* _WHAT TO PRODUCE_: Find how many lines of the records below contain the word "dirt" and write that number by itself.

* _SOURCE DATA_:
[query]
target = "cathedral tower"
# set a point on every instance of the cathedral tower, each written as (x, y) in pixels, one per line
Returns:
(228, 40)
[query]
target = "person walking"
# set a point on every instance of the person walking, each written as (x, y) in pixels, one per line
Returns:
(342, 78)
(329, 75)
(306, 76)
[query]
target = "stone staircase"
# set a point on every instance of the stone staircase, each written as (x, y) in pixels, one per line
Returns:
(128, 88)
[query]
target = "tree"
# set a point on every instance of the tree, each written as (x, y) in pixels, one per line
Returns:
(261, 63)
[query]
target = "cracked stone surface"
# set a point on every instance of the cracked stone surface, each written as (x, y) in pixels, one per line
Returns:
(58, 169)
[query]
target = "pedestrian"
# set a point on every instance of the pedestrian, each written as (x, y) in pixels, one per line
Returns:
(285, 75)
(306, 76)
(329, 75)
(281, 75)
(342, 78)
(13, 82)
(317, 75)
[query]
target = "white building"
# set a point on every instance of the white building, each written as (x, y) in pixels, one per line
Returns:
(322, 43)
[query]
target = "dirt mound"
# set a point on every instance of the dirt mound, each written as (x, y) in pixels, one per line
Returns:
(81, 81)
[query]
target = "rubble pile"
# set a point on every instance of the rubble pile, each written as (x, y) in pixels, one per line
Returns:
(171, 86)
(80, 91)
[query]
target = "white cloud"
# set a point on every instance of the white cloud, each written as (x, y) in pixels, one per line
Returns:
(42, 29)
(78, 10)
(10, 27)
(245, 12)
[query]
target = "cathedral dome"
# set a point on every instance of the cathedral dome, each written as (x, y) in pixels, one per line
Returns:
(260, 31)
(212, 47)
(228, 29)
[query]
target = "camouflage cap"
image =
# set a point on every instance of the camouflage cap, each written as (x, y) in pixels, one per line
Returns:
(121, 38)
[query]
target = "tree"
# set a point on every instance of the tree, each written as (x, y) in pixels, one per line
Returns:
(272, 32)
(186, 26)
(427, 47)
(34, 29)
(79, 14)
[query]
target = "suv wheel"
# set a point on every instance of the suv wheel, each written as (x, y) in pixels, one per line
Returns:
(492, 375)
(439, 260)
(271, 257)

* _RESULT_: 2